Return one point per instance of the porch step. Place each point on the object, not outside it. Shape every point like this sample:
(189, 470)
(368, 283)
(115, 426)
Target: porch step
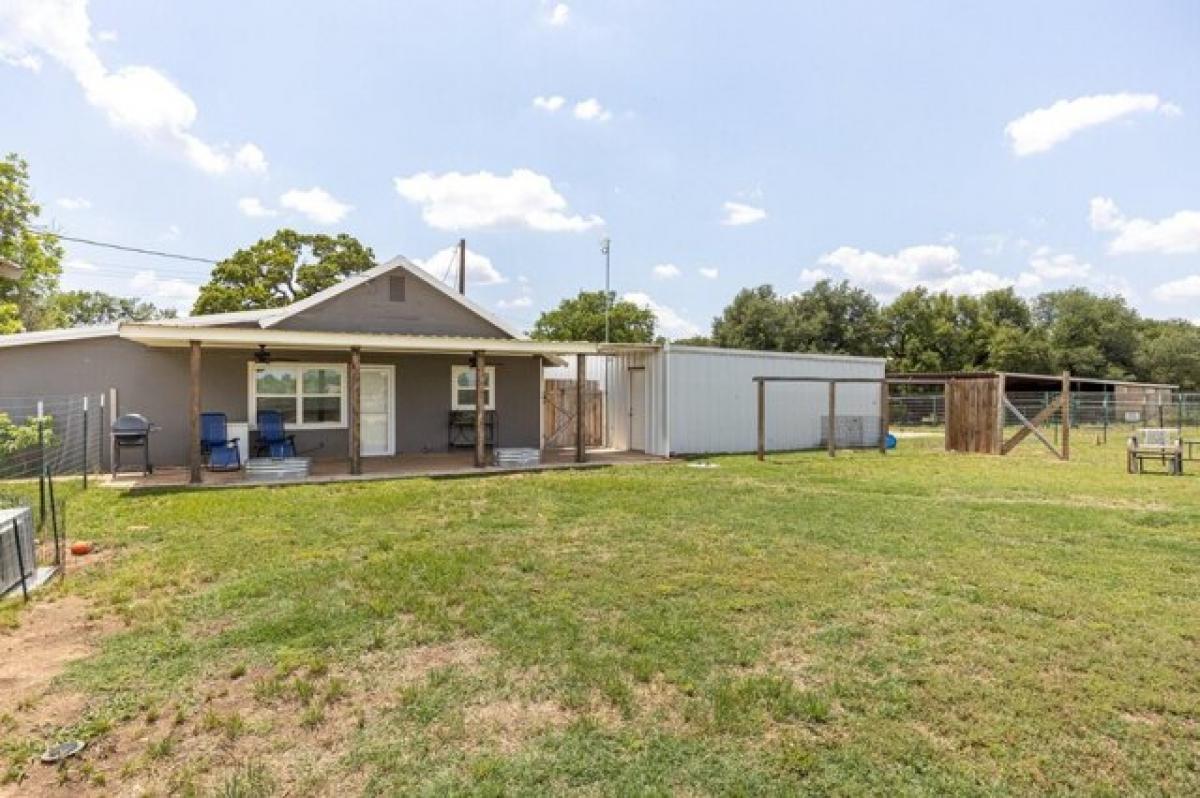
(515, 457)
(267, 469)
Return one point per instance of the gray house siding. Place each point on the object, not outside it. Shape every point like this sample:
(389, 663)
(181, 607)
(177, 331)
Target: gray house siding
(154, 382)
(371, 309)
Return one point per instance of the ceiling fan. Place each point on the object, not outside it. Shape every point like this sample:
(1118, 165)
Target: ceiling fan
(264, 357)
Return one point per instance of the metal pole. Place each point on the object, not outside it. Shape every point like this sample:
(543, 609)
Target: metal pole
(606, 246)
(41, 466)
(85, 443)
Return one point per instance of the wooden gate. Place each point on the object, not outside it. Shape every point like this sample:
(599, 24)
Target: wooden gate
(972, 415)
(558, 418)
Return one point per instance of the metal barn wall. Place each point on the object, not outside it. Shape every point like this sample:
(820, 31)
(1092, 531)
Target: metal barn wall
(654, 363)
(712, 402)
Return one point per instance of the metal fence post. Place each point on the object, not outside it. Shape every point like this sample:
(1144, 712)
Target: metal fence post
(41, 465)
(85, 443)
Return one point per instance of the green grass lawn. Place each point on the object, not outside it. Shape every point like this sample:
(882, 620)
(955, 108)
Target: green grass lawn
(913, 624)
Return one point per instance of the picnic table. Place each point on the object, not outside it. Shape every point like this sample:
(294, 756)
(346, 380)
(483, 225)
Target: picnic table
(1156, 444)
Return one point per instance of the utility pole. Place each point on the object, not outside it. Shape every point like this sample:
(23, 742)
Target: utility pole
(605, 246)
(462, 267)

* _WORK INSTRUCTIONS_:
Above are the records; print them all exactly and keep the pictures out.

* _OUTPUT FOR THIS TASK_:
Return one point per instance of the porch step. Place each point on the object, not outside it. Shape every point like this sample:
(189, 470)
(368, 283)
(115, 426)
Target: porch step
(515, 457)
(267, 469)
Return one point per instance of the gray house siding. Place each point on the object, not outside it. Shape every point like this sample:
(389, 663)
(181, 607)
(177, 331)
Target: gray house siding
(154, 382)
(371, 309)
Return one point per instance of the ceiling fan. Place each point on the object, not outside it. Shape every point like this sample:
(1118, 165)
Target: ceiling fan
(264, 357)
Return one point per instance of the metal pole. Place each point on the object, not outside it. Shape every point like this sample:
(543, 609)
Target: metal pole
(606, 246)
(41, 466)
(85, 443)
Return one point per instance of the wooden gate. Place each point on the object, not outside it. Shape every point like this sample:
(599, 24)
Target: wooden gate
(972, 415)
(558, 418)
Return one point per instance of the metal barn wall. Place each point on the object, not outside it. Shape every point like this sample:
(820, 31)
(1092, 531)
Target: metal barn wall
(654, 363)
(712, 402)
Return one point per instance of the metal fence post. Place each point on the object, not outside it. Shape every point like this sample:
(1144, 712)
Target: metal fence post
(41, 465)
(85, 443)
Return one point per instance of the green grass lawn. Place each point on the object, not outside it. Shape every point like this sample:
(882, 620)
(955, 108)
Target: green grass lawn
(913, 624)
Return one point per instance of the picnic table. Place each point on the object, not outside it. Shape every point like this sample:
(294, 756)
(346, 380)
(483, 225)
Target: picnic table
(1156, 444)
Return one point per instance of the utility pole. Place each point on the object, not outside it. Shape every point like this sample:
(23, 742)
Target: utility pole
(605, 246)
(462, 267)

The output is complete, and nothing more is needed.